**Material provided**
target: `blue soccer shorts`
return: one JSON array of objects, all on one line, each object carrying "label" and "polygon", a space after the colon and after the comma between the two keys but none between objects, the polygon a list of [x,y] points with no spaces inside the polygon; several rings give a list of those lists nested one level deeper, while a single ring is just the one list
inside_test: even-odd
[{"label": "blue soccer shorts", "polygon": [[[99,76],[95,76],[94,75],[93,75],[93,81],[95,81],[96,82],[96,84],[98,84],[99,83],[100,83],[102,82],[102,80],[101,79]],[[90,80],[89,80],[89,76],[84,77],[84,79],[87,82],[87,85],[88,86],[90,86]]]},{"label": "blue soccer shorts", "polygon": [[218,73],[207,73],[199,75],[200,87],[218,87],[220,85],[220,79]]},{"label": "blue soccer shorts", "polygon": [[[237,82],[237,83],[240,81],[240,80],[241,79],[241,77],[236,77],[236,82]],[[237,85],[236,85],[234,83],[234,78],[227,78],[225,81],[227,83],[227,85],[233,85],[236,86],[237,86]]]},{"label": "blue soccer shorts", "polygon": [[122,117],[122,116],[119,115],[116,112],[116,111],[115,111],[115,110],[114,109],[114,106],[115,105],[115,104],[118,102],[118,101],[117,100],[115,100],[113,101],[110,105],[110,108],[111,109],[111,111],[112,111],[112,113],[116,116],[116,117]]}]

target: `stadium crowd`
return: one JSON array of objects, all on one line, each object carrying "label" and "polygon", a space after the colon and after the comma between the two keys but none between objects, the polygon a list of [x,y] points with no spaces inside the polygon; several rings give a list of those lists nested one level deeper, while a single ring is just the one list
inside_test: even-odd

**Your instructions**
State how many of the lines above contain the word "target"; reply with the number alone.

**Solution for this exercise**
2